We reached out to approximately 60 faculty, fellows, and residents of whom 11 responded (11/60, 18%). We were able to schedule 8 users in our recruitment window. There were 63% (5/8) male participants and 38% (3/8) female participants. Our user sample had 6 faculty, 1 resident, and 1 fellow. We had a varied range of ages (29-69 years) and clinical experience (3-25 years) in our user group. On an average, 5 cases were presented per week per user (Table 1).

Table 1. Characteristics of study participants (n=8).

Characteristics of participants (surgeons)		Statistics
Physician training level, n (%)
	Resident postgraduate year 1-4	1 (13)
	Fellow	1 (13)
	Physician	6 (75)
Gender, n (%)
	Female	3 (38)
	Male	5 (63)
Age in years
	Mean age, (SD)	41.5 (11.67)
	Median age, (min-max)	39.5 (29-69)
Clinical experience in years
	Mean clinical experience, (SD)	13 (9.82)
	Median clinical experience, (min-max)	11.5 (3-35)
VR^a technology comfort level or exposure (past experience with three-dimensional computer games or VR simulations), n (%)		4 (50)
Case conference presentation frequency		5 cases/week

^aVR: virtual reality.

Usability Test

Effectiveness is a dimension of usability that can be measured using task completion rate, and efficiency is measured using task completion time. Certain subtasks such as selecting an image (a model), selecting a tool, marking a tumor, and using cut planes had 100% task completion rate and a short task completion time. Moving slider elements to an optimal position and selecting the annotation tool in Bosc had the worst task completion rate (0%) and the highest mean task completion time (154.57 seconds and 133.5 seconds, respectively). The same pattern was observed in Medical Holodeck. The subtasks with the worst completion times (25%) were specific to the app (eg, removal of cut planes and turning filters on and off) and had the longest mean completion times (42.88 seconds and 86.13 seconds, respectively). Another task that had a poor completion rate (50%) was the adjustment of filters to a certain window, which also had a long mean task completion time of 60.75 seconds (Table 2; Figures 4 and 5).

User Satisfaction

We used the TLX to measure cognitive burden and the SUS to measure usability of each app. These are considered good measures of user satisfaction [10-12]. Subjective workload depended on the frustration the user faced with each app. In detail, there were 3 elements of the scale that contributed to most workload among users. “Frustration” was the most common (“How insecure, discouraged, irritated, stressed, and annoyed were you?”), followed by “Performance” (“How successful were you in accomplishing what you were asked to do?”), “Temporal demand” (“How hurried or rushed was the pace of the task?”), and “Mental demand” (“How mentally demanding was the task?”). No users found the apps physically demanding, as evident in the low weights it received (Table 3).
•••
◆ Required tasks
**a.** Answer these questions about the VR app usability study:
(i) How many of the contacted faculty, fellows, and residents responded?
(ii) Which two subtasks in Bosc had a 0% task completion rate?
(iii) Which element of the workload scale was the most common contributor to workload among users?
**b.** Write the next passage of the VR app usability study, starting after its final sentence.
The items that come next are not needed for the work on the VR app usability study.
•••
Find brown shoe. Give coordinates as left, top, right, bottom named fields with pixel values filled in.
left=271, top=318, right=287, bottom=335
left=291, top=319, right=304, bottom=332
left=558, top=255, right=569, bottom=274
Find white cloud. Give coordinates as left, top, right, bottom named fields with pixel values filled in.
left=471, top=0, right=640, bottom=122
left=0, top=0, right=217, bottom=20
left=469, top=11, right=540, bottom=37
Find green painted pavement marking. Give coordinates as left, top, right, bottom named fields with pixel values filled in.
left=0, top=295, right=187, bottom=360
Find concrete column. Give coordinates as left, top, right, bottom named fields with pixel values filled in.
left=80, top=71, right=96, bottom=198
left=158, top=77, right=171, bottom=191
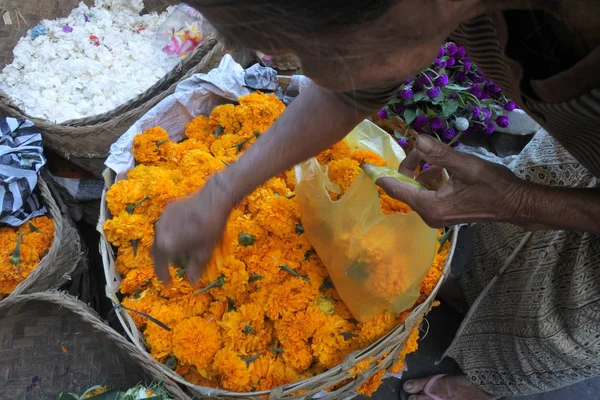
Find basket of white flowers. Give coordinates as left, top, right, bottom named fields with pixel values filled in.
left=0, top=0, right=249, bottom=175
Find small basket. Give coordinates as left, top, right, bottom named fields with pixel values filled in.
left=0, top=292, right=190, bottom=400
left=0, top=0, right=250, bottom=176
left=0, top=174, right=82, bottom=304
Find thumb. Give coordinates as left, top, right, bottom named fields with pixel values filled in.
left=417, top=135, right=477, bottom=172
left=375, top=177, right=426, bottom=207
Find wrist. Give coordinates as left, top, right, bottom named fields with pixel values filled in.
left=504, top=179, right=544, bottom=227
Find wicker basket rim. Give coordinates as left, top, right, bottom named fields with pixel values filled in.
left=0, top=290, right=191, bottom=400
left=97, top=180, right=458, bottom=400
left=0, top=174, right=83, bottom=304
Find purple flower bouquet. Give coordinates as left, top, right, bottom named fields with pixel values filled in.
left=379, top=42, right=516, bottom=145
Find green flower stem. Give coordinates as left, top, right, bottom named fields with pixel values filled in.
left=194, top=275, right=225, bottom=296
left=10, top=232, right=23, bottom=267
left=279, top=265, right=309, bottom=281
left=448, top=132, right=465, bottom=146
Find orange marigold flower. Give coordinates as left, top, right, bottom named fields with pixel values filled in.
left=255, top=196, right=300, bottom=237
left=119, top=267, right=154, bottom=295
left=281, top=340, right=313, bottom=372
left=212, top=349, right=250, bottom=392
left=185, top=115, right=217, bottom=146
left=356, top=369, right=386, bottom=397
left=266, top=272, right=317, bottom=320
left=104, top=211, right=154, bottom=247
left=352, top=149, right=387, bottom=167
left=173, top=317, right=222, bottom=377
left=132, top=127, right=175, bottom=165
left=209, top=104, right=242, bottom=138
left=327, top=158, right=362, bottom=193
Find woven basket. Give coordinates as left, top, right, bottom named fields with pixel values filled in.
left=98, top=183, right=458, bottom=400
left=0, top=292, right=189, bottom=400
left=0, top=0, right=250, bottom=176
left=0, top=174, right=82, bottom=304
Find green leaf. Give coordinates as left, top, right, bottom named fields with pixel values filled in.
left=87, top=390, right=125, bottom=400
left=445, top=83, right=469, bottom=92
left=248, top=272, right=265, bottom=283
left=279, top=265, right=310, bottom=281
left=242, top=354, right=260, bottom=365
left=271, top=344, right=283, bottom=354
left=194, top=275, right=225, bottom=296
left=431, top=92, right=445, bottom=105
left=341, top=332, right=358, bottom=340
left=442, top=99, right=458, bottom=118
left=164, top=356, right=179, bottom=371
left=57, top=392, right=79, bottom=400
left=346, top=261, right=369, bottom=279
left=238, top=233, right=256, bottom=247
left=10, top=232, right=23, bottom=267
left=413, top=91, right=429, bottom=103
left=402, top=108, right=417, bottom=125
left=227, top=297, right=237, bottom=312
left=319, top=278, right=333, bottom=290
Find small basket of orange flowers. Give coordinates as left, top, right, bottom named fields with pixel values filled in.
left=0, top=176, right=82, bottom=303
left=99, top=65, right=456, bottom=399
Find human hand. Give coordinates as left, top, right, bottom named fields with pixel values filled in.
left=377, top=135, right=527, bottom=228
left=152, top=175, right=236, bottom=283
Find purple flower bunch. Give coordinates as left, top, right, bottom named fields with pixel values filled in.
left=379, top=42, right=517, bottom=145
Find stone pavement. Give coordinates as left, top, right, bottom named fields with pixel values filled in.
left=359, top=223, right=600, bottom=400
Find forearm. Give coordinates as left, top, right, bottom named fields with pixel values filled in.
left=512, top=183, right=600, bottom=233
left=221, top=85, right=368, bottom=200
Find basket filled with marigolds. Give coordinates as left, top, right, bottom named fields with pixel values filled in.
left=100, top=92, right=454, bottom=399
left=0, top=177, right=81, bottom=302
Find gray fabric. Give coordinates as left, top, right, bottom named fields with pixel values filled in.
left=449, top=131, right=600, bottom=395
left=0, top=118, right=46, bottom=226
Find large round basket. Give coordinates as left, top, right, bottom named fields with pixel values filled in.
left=0, top=0, right=250, bottom=176
left=98, top=191, right=458, bottom=400
left=0, top=292, right=189, bottom=400
left=0, top=174, right=82, bottom=304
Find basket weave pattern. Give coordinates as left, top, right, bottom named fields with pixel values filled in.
left=98, top=185, right=458, bottom=400
left=0, top=172, right=82, bottom=304
left=0, top=292, right=189, bottom=400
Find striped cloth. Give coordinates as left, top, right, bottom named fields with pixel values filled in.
left=452, top=11, right=600, bottom=177
left=0, top=118, right=46, bottom=226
•••
◆ Responses to the exercise
**a.**
(i) 11 responded.
(ii) Moving slider elements to an optimal position and selecting the annotation tool.
(iii) "Frustration."

**b.**
Bosc had a higher cognitive burden mean TLX score (62.71 vs 40.87) and a lower mean SUS score (37.19 vs 66.25). However, neither app passed the mean SUS score of 68 for an app to be usable [10]. Medical Holodeck was found usable by 3 users, whereas Bosc was rated usable by a single user (Table 4).

Table 2. Task completion times and task completion rate.

Task		Mean (SD), in seconds	Unassisted completion rate, %
Bosc
	Selecting the image	4 (1.12)	100
	Selecting the square tool	6.36 (3.84)	100
	Moving sliders to optimal position	154.57 (46.89)^a	0
	Selecting the annotation tool	133.5 (55.10)^a	0
	Marking the tumor	17.5 (17.14)	88
Medical Holodeck
	Selecting the heart	8.13 (8.33)	75
	Rotate the model using touch	15.83 (9.32)	96
	Find and use 1 cut plane	23.13 (17.31)	75
	Remove cut plane	42.88 (22.91)	25
	Using 2 cut planes	22.5 (11.73)	100
	Turn on and off ring filters	86.13 (45.74)	25
	Adjust resolution to 400-600 on the outermost ring filter and turn off other ring filters	60.75 (54.38)	50

^aCompleted with assistance.

Figure 4. Task completion times for BOSC.

Figure 5. Task completion times for Medical Holodeck.

Table 3. Weighted dimensions of the National Aeronautics and Space Administration-Task Load Index (NASA-TLX).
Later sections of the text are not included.